> **REQUIREMENT**: Look through the entries for the string "jeans" and copy every line where it shows up.

[SOURCE DATA]

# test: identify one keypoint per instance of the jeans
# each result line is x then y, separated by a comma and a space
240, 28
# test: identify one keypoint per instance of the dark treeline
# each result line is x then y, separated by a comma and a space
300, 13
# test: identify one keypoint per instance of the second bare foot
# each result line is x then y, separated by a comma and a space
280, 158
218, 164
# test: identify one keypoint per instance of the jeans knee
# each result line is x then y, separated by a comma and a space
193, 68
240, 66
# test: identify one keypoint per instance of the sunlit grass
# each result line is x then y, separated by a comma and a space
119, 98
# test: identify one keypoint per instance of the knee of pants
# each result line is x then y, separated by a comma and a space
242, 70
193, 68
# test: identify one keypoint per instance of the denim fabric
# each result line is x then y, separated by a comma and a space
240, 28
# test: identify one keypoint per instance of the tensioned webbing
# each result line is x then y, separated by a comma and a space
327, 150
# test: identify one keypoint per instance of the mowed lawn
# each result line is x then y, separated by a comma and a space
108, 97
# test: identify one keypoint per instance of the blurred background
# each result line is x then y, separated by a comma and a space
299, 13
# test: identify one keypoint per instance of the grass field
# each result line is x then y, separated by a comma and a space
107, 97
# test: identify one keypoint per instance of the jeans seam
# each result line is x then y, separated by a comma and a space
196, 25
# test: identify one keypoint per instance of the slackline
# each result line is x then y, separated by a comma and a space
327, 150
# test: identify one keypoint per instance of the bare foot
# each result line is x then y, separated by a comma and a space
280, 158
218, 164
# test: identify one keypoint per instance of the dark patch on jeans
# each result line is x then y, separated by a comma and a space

[/SOURCE DATA]

> **SOLUTION TO THE EXERCISE**:
# test: identify one keypoint per instance of the jeans
# test: identify one keypoint per instance of the jeans knee
# test: identify one keypoint per instance of the jeans seam
# test: identify one keypoint per instance of the dark patch on jeans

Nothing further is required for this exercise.